What this task involves:
The lines to be set down run from the line containing "In this exercise you will mark the mowed" through the final line of the data below; print them exactly and print nothing else.

Data shown:
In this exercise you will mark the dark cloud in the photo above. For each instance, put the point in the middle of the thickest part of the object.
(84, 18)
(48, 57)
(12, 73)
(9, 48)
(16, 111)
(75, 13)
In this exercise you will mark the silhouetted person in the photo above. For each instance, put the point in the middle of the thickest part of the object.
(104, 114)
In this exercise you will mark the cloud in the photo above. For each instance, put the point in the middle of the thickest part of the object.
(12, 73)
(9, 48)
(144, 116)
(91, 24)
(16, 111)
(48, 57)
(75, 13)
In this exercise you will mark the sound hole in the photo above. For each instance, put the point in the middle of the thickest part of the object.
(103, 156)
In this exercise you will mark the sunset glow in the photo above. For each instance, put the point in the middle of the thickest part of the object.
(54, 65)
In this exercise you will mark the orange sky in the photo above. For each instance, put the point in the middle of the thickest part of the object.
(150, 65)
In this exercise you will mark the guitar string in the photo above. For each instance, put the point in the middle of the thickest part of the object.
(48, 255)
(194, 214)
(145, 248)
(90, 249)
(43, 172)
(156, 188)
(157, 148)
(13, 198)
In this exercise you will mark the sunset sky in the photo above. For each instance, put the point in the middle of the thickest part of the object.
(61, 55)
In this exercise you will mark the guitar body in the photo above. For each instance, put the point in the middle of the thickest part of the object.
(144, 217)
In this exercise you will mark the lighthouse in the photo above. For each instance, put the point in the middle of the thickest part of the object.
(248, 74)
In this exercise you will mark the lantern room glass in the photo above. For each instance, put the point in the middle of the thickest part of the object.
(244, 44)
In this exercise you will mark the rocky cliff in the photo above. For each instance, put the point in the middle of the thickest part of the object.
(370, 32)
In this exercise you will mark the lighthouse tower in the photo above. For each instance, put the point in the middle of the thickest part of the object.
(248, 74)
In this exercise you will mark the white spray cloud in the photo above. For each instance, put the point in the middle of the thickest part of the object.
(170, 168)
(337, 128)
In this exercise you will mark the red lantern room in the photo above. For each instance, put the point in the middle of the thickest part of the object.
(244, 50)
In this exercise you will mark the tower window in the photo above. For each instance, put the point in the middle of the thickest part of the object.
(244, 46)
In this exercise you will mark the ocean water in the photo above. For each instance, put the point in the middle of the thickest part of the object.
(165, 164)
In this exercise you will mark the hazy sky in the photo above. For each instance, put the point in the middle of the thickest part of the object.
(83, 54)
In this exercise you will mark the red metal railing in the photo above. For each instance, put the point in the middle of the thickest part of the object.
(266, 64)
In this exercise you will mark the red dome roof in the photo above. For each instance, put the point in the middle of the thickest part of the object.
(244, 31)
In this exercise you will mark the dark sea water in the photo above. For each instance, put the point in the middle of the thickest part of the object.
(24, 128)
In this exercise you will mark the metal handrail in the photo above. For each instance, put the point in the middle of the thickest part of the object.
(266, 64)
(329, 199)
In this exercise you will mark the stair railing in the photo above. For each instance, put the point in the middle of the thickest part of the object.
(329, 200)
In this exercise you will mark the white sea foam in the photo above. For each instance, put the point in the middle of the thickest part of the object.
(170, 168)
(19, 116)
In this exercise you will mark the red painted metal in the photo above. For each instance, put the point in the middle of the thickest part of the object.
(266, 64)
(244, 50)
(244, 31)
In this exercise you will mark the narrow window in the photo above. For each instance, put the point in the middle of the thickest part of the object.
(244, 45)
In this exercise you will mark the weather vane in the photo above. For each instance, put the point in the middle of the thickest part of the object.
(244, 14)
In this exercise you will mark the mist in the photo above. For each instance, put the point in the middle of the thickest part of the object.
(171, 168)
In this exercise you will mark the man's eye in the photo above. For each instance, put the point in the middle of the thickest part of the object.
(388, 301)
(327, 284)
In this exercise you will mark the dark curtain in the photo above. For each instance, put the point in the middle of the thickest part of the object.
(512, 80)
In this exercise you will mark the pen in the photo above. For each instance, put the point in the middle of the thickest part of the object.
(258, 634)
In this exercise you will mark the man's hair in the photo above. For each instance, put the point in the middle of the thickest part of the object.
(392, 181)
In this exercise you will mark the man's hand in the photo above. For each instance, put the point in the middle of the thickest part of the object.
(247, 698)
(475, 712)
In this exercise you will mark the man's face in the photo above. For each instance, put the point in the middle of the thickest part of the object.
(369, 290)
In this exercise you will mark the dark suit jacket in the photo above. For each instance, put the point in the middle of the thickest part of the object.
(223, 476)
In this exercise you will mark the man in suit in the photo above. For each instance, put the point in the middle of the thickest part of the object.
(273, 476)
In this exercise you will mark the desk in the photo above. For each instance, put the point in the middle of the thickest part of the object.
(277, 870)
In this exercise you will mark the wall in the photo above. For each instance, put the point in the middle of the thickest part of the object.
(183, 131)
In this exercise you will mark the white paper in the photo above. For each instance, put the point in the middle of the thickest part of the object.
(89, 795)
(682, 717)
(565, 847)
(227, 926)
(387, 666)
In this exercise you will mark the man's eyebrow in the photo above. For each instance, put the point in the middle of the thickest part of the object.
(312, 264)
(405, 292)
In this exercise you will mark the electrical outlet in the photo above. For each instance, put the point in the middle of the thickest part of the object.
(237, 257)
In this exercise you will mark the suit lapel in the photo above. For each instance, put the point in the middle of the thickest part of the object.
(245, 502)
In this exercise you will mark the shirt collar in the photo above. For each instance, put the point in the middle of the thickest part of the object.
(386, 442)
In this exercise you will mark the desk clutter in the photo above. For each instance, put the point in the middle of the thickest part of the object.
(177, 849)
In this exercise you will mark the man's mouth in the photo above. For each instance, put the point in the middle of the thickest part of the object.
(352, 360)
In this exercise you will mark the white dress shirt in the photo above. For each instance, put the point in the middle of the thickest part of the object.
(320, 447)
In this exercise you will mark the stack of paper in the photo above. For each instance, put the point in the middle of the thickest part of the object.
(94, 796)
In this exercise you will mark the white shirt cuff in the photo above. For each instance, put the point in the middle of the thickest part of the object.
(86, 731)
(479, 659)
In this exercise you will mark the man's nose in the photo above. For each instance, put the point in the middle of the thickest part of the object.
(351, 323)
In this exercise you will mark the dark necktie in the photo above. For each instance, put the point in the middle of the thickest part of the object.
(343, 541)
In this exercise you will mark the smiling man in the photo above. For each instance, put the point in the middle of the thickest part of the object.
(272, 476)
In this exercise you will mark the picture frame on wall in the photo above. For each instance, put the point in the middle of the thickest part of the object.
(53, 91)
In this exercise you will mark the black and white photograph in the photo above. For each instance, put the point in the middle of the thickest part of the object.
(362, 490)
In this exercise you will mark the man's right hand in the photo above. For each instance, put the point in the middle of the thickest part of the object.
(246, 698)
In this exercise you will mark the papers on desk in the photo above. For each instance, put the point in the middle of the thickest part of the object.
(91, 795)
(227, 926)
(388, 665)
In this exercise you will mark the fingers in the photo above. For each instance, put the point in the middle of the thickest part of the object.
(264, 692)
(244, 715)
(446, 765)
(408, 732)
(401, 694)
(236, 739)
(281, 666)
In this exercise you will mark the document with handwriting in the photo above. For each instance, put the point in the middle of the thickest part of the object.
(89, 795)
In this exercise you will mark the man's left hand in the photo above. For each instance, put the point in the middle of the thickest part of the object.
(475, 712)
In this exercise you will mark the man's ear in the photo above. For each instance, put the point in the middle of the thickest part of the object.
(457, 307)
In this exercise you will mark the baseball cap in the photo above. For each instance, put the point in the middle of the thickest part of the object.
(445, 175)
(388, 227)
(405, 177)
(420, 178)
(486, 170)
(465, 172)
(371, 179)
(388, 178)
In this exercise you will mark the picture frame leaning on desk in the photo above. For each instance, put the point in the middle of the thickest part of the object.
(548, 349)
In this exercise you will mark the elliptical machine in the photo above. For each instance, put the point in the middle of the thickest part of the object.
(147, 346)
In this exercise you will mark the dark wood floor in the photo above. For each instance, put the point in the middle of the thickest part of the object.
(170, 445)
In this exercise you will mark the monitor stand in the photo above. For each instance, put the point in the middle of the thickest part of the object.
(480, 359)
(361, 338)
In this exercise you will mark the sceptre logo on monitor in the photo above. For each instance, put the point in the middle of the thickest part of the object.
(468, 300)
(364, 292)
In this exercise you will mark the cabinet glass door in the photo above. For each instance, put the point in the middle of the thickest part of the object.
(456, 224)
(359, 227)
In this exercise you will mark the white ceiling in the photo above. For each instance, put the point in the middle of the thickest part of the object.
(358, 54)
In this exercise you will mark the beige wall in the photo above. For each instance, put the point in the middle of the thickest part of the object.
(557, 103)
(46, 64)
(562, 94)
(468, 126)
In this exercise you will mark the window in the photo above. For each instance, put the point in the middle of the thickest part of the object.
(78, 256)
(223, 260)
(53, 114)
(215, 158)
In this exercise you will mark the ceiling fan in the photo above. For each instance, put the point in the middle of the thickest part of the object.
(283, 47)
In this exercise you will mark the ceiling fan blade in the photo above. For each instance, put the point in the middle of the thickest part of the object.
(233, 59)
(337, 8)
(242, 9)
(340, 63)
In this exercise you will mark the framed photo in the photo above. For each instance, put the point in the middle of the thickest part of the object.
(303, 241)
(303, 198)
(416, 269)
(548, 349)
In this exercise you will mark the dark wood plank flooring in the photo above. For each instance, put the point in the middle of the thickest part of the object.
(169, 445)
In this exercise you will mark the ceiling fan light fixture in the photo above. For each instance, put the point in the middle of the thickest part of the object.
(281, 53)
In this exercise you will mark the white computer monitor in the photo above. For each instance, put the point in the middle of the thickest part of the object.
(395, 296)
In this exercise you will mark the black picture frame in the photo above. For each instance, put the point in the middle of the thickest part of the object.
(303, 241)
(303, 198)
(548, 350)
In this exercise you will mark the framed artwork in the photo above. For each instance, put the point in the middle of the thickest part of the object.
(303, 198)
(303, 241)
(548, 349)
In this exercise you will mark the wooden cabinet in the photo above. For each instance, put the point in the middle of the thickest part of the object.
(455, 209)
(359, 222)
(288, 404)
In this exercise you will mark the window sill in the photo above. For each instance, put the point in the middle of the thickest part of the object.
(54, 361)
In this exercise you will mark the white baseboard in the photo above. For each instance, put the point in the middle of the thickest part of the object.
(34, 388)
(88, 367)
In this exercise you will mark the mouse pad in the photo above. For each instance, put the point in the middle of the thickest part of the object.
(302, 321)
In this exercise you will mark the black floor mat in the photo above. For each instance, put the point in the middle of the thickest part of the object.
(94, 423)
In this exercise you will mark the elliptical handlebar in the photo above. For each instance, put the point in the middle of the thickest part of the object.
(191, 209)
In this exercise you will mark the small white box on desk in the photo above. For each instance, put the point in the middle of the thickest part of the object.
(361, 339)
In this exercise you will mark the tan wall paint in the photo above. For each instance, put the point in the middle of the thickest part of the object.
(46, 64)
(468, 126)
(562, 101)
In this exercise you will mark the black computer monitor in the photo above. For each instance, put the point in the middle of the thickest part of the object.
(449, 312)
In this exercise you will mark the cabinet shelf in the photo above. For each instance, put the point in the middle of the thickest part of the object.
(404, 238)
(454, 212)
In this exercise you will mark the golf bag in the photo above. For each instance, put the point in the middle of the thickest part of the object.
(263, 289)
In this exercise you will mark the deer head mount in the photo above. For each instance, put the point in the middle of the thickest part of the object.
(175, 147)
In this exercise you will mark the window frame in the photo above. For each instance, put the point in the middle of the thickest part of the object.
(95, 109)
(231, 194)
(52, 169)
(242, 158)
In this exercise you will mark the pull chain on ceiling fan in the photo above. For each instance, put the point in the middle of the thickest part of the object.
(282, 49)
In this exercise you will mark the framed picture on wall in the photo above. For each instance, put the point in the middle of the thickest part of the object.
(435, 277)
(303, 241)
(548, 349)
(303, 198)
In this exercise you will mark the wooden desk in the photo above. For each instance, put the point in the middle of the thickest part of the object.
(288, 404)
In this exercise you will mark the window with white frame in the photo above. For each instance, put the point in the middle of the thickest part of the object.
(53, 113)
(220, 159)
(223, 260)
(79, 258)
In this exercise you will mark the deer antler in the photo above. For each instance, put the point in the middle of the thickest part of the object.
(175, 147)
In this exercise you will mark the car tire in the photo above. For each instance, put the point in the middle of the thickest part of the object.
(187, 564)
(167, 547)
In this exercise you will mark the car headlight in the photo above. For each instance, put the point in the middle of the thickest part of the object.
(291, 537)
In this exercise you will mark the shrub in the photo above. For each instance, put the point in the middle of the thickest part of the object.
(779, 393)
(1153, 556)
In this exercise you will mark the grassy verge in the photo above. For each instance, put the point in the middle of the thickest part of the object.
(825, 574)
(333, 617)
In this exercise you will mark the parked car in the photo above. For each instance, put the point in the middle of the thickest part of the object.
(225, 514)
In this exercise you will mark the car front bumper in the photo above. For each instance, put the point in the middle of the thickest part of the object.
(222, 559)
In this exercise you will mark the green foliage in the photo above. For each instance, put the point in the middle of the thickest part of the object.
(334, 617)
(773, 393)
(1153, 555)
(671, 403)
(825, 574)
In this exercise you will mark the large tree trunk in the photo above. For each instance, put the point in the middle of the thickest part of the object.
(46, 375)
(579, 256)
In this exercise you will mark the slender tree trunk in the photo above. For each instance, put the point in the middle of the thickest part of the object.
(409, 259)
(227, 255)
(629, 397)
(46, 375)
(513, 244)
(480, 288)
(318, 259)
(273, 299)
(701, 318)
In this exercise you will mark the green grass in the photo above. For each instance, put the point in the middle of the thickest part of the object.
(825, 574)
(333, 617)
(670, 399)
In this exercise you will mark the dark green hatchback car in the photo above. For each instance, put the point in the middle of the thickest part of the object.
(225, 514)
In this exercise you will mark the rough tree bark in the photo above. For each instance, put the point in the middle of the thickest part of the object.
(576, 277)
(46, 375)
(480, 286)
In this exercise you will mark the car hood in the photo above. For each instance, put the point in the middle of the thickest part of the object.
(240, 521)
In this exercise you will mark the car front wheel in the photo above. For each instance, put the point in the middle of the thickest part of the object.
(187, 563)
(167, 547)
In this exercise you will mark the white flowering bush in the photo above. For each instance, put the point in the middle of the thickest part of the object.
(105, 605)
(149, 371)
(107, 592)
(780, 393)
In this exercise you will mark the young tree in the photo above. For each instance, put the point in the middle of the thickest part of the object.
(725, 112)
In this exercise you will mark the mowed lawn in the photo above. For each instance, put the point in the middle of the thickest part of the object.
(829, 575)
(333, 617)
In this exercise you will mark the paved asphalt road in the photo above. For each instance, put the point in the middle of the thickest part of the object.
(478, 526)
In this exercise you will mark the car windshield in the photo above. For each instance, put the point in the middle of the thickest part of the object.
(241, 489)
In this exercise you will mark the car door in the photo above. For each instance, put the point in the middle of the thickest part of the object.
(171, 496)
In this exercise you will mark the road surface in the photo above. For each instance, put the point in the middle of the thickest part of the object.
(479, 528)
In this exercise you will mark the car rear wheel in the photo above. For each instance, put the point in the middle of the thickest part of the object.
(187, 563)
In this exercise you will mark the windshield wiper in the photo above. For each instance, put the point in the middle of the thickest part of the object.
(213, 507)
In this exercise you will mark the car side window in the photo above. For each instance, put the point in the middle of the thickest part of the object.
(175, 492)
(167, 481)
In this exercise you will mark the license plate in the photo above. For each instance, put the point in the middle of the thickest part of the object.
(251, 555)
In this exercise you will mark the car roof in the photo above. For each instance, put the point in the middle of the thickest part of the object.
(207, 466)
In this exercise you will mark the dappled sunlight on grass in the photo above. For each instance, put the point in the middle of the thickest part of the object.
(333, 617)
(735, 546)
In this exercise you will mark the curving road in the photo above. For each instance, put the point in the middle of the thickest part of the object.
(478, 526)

Solution to the exercise:
In this exercise you will mark the mowed lawn in the photo above. For each instance, put the point in the middle of the thickest part of the object.
(829, 575)
(333, 617)
In this exercise you will mark the paved asphalt road in the photo above. For each instance, put the point in the middle of the thickest part of the object.
(478, 526)
In this exercise you will mark the car windshield in the photo above. For each instance, put the point in the middle of the thickest part of the object.
(241, 489)
In this exercise you will mark the car door in the photo above. For each instance, put the point in the middle of the thickest part of the object.
(171, 496)
In this exercise you will mark the road surface in the photo above. For each instance, put the point in the middle of the thickest part of the object.
(479, 528)
In this exercise you will mark the car rear wheel in the photo above. For each instance, put the point in the middle of the thickest part of the object.
(187, 563)
In this exercise you will mark the windshield wiper in the photo above. For each instance, put the point in the middle of the thickest part of the object.
(213, 507)
In this exercise you will mark the car side window in the photo above. For each instance, put the point in the middle of the thickest part of the object.
(175, 492)
(167, 481)
In this exercise you will mark the license plate in the photo above. For each instance, put the point in the middle of the thickest part of the object.
(251, 555)
In this exercise you will mark the car roof in the photo above. For each instance, put the point in the middle of the thickest part of the object.
(207, 466)
In this exercise you will mark the dappled sunlight on grass in the photo above. For each instance, put the point in the middle of the thickest part of the object.
(333, 617)
(735, 546)
In this exercise you will mark the curving road in the photo above. For each instance, put the point in the middle of the thickest part of the object.
(478, 526)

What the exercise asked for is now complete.